● Input records:
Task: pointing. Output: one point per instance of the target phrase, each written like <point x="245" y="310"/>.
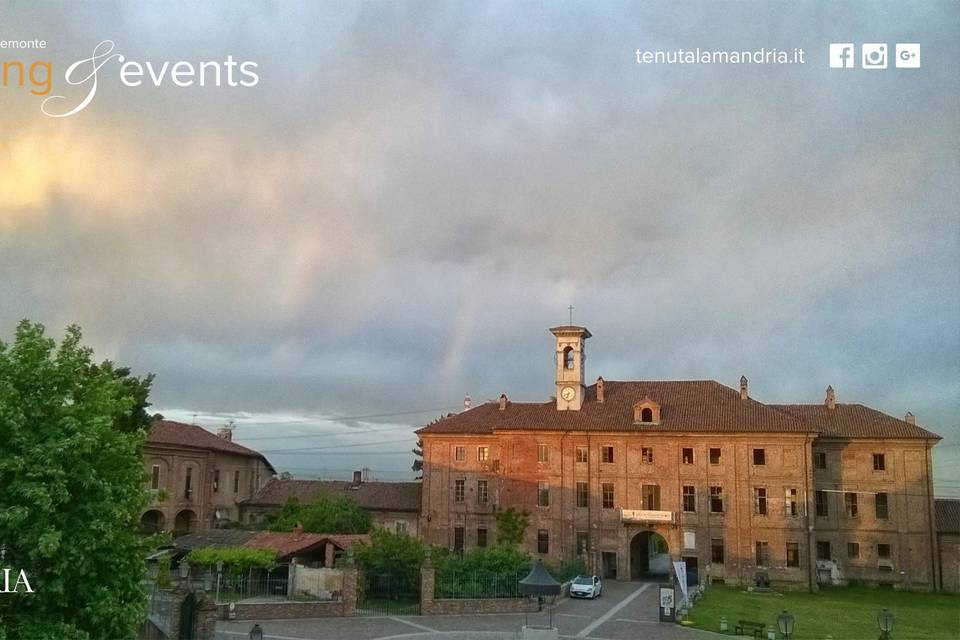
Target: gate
<point x="188" y="617"/>
<point x="385" y="594"/>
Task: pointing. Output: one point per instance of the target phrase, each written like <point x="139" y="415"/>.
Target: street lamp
<point x="785" y="622"/>
<point x="885" y="621"/>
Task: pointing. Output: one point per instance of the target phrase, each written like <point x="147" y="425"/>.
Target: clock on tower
<point x="571" y="359"/>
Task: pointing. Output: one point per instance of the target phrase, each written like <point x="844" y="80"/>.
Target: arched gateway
<point x="649" y="557"/>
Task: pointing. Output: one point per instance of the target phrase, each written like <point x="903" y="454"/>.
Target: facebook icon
<point x="841" y="56"/>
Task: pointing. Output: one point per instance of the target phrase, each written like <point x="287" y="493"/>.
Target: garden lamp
<point x="885" y="621"/>
<point x="785" y="622"/>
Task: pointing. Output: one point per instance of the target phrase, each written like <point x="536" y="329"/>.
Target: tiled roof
<point x="211" y="538"/>
<point x="287" y="543"/>
<point x="853" y="421"/>
<point x="948" y="515"/>
<point x="695" y="405"/>
<point x="190" y="435"/>
<point x="374" y="496"/>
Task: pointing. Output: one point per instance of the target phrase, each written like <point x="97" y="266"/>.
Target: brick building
<point x="197" y="478"/>
<point x="393" y="505"/>
<point x="631" y="475"/>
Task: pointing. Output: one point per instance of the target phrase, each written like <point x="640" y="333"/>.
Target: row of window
<point x="188" y="481"/>
<point x="460" y="453"/>
<point x="646" y="456"/>
<point x="650" y="499"/>
<point x="543" y="539"/>
<point x="717" y="549"/>
<point x="824" y="552"/>
<point x="851" y="505"/>
<point x="820" y="461"/>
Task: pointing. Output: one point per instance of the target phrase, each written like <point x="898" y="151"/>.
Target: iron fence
<point x="460" y="585"/>
<point x="234" y="588"/>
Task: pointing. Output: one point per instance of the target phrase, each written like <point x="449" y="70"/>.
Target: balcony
<point x="645" y="515"/>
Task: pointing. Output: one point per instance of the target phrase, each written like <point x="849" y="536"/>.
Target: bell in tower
<point x="571" y="361"/>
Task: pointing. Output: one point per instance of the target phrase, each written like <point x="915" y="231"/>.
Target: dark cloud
<point x="415" y="191"/>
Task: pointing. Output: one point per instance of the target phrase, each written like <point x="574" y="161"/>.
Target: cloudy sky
<point x="414" y="192"/>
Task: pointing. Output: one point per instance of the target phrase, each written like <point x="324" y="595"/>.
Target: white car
<point x="585" y="587"/>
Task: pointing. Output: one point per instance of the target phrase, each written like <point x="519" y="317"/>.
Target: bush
<point x="397" y="555"/>
<point x="491" y="572"/>
<point x="323" y="514"/>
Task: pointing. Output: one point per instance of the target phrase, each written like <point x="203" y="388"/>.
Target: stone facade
<point x="695" y="470"/>
<point x="392" y="505"/>
<point x="948" y="543"/>
<point x="197" y="479"/>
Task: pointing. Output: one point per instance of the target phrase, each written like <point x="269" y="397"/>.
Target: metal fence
<point x="459" y="585"/>
<point x="262" y="587"/>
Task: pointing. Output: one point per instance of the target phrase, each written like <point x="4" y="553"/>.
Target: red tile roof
<point x="190" y="435"/>
<point x="853" y="421"/>
<point x="694" y="405"/>
<point x="288" y="543"/>
<point x="374" y="496"/>
<point x="948" y="515"/>
<point x="686" y="406"/>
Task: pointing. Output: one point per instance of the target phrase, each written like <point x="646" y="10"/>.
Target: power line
<point x="335" y="446"/>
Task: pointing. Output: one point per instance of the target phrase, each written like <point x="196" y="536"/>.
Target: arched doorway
<point x="185" y="522"/>
<point x="649" y="556"/>
<point x="152" y="521"/>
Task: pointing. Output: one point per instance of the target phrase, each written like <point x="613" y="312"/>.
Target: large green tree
<point x="71" y="489"/>
<point x="323" y="514"/>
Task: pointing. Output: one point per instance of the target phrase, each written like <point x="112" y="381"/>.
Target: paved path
<point x="625" y="611"/>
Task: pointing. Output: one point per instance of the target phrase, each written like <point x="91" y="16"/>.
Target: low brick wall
<point x="282" y="610"/>
<point x="479" y="605"/>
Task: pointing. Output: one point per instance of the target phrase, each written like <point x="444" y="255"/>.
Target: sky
<point x="414" y="192"/>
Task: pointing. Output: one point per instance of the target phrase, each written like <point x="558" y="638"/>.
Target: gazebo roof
<point x="539" y="582"/>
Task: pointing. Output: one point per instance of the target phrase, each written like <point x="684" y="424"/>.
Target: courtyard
<point x="628" y="610"/>
<point x="625" y="611"/>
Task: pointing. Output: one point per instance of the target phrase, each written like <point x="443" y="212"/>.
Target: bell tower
<point x="570" y="361"/>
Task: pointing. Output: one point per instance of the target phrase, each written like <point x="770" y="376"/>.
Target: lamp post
<point x="885" y="621"/>
<point x="785" y="622"/>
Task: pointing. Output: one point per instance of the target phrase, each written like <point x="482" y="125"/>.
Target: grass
<point x="847" y="613"/>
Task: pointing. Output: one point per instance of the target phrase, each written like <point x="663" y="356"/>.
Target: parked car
<point x="586" y="587"/>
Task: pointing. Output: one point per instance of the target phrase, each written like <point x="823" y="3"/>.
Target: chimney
<point x="831" y="400"/>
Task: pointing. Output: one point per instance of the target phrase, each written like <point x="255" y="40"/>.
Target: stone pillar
<point x="428" y="577"/>
<point x="206" y="618"/>
<point x="349" y="591"/>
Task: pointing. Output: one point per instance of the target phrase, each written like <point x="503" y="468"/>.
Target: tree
<point x="397" y="555"/>
<point x="71" y="489"/>
<point x="323" y="514"/>
<point x="511" y="525"/>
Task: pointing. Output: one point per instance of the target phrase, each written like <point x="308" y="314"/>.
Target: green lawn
<point x="842" y="613"/>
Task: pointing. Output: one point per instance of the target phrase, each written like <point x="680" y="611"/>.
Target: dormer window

● Task description: Set the data above down again exactly as given, with no pictures.

● Written response:
Task: pointing. Output: one point per instance of the target phrase, each written like <point x="245" y="310"/>.
Target: gate
<point x="188" y="617"/>
<point x="385" y="594"/>
Task: pointing. Output: one point per instance of the target phrase, each written like <point x="139" y="415"/>.
Target: street lamp
<point x="785" y="622"/>
<point x="885" y="621"/>
Task: pointing. Output: one point per instance of the target phrase, each written like <point x="147" y="425"/>.
Target: clock on tower
<point x="571" y="359"/>
Task: pointing. Output: one point per instance of the target phrase, each written like <point x="844" y="80"/>.
Target: arched gateway
<point x="649" y="557"/>
Task: pointing. Output: one point per instance of the target phrase, each written like <point x="903" y="454"/>.
Target: facebook icon
<point x="841" y="56"/>
Task: pointing. Output: one point per instance of the target phrase, each written like <point x="287" y="493"/>.
Target: garden lamp
<point x="885" y="621"/>
<point x="785" y="622"/>
Task: pointing. Output: one point per instance of the target phrase, each written like <point x="536" y="329"/>.
Target: tiled roof
<point x="211" y="538"/>
<point x="287" y="543"/>
<point x="853" y="421"/>
<point x="948" y="515"/>
<point x="695" y="405"/>
<point x="190" y="435"/>
<point x="374" y="496"/>
Task: pointing. Output: one point per instance of the target phrase, each written like <point x="97" y="266"/>.
Target: brick building
<point x="197" y="478"/>
<point x="393" y="505"/>
<point x="631" y="475"/>
Task: pointing. Output: one point per instance of the target phrase, each written like <point x="640" y="333"/>.
Target: row of window
<point x="188" y="481"/>
<point x="460" y="453"/>
<point x="646" y="456"/>
<point x="650" y="499"/>
<point x="543" y="539"/>
<point x="717" y="549"/>
<point x="824" y="552"/>
<point x="851" y="505"/>
<point x="820" y="461"/>
Task: pointing. Output: one point per instance of the target phrase, each written like <point x="898" y="151"/>.
Target: iron fence
<point x="460" y="585"/>
<point x="234" y="588"/>
Task: pointing. Output: one point per instance of the target phrase, each written like <point x="449" y="70"/>.
Target: balcony
<point x="645" y="515"/>
Task: pointing. Output: one point per instance of the target phrase, each written like <point x="849" y="536"/>.
Target: bell in tower
<point x="571" y="361"/>
Task: pointing. Output: one point per instance of the target phrase, each written like <point x="915" y="231"/>.
Target: dark cloud
<point x="415" y="191"/>
Task: pointing. Output: one point per instance of the target phrase, each written like <point x="574" y="161"/>.
Target: cloudy sky
<point x="414" y="192"/>
Task: pointing. Output: one point per instance of the target phrase, each written like <point x="324" y="595"/>.
Target: white car
<point x="585" y="587"/>
Task: pointing. Output: one point per instance of the target phrase, each written like <point x="519" y="317"/>.
Target: bush
<point x="397" y="555"/>
<point x="491" y="572"/>
<point x="323" y="514"/>
Task: pointing. Output: one point per instance of the target phrase, each written like <point x="203" y="388"/>.
Target: stone facade
<point x="695" y="470"/>
<point x="392" y="505"/>
<point x="948" y="543"/>
<point x="197" y="479"/>
Task: pointing. Output: one point per instance of the target phrase, each written like <point x="269" y="397"/>.
Target: metal fence
<point x="459" y="585"/>
<point x="262" y="587"/>
Task: pointing. Output: one point per instance of the target phrase, each written like <point x="4" y="553"/>.
Target: red tile roof
<point x="190" y="435"/>
<point x="853" y="421"/>
<point x="694" y="405"/>
<point x="288" y="543"/>
<point x="374" y="496"/>
<point x="948" y="515"/>
<point x="686" y="406"/>
Task: pointing. Output: one point per instance of the target phrase, each written like <point x="646" y="10"/>.
Target: power line
<point x="335" y="446"/>
Task: pointing. Output: one point per instance of the target phrase, each written like <point x="196" y="536"/>.
Target: arched doorway
<point x="185" y="522"/>
<point x="649" y="556"/>
<point x="152" y="521"/>
Task: pointing. Output: one point per instance of the target phrase, each written like <point x="613" y="312"/>.
Target: large green tree
<point x="71" y="489"/>
<point x="323" y="514"/>
Task: pointing. Output: one point per instance of the target phrase, each written like <point x="112" y="381"/>.
Target: paved path
<point x="625" y="611"/>
Task: pointing. Output: one point per instance of the target phrase, each written like <point x="91" y="16"/>.
Target: low brick wall
<point x="282" y="610"/>
<point x="479" y="605"/>
Task: pointing. Output: one point per instance of the target phrase, each written like <point x="444" y="255"/>.
Target: sky
<point x="414" y="192"/>
Task: pointing. Output: one point per instance of the target phrase, each written like <point x="558" y="638"/>.
Target: gazebo roof
<point x="539" y="582"/>
Task: pointing. Output: one point per instance of the target phrase, each written like <point x="684" y="424"/>.
Target: courtyard
<point x="628" y="610"/>
<point x="625" y="611"/>
Task: pointing. Output: one point per instance of the target phrase, each written like <point x="443" y="212"/>.
Target: bell tower
<point x="570" y="361"/>
Task: pointing. Output: one point per instance of the target phrase, each written like <point x="770" y="376"/>.
Target: lamp post
<point x="885" y="621"/>
<point x="785" y="622"/>
Task: pointing. Output: one point per instance of the target phrase, each written like <point x="482" y="125"/>.
Target: grass
<point x="847" y="613"/>
Task: pointing. Output: one point per instance of the target phrase, each written like <point x="663" y="356"/>.
Target: parked car
<point x="586" y="587"/>
Task: pointing. Output: one point per instance of the target phrase, each written like <point x="823" y="3"/>.
Target: chimney
<point x="831" y="400"/>
Task: pointing. Output: one point per instance of the target phrase, each written like <point x="255" y="40"/>.
Target: stone pillar
<point x="428" y="577"/>
<point x="206" y="618"/>
<point x="349" y="591"/>
Task: pointing. Output: one point per instance of the target phrase, each written like <point x="503" y="468"/>.
Target: tree
<point x="397" y="555"/>
<point x="71" y="489"/>
<point x="323" y="514"/>
<point x="511" y="525"/>
Task: pointing. Output: one point per instance of the target phrase, each written like <point x="308" y="314"/>.
Target: green lawn
<point x="842" y="613"/>
Task: pointing. Output: one point per instance of the target phrase, each written like <point x="680" y="611"/>.
Target: dormer window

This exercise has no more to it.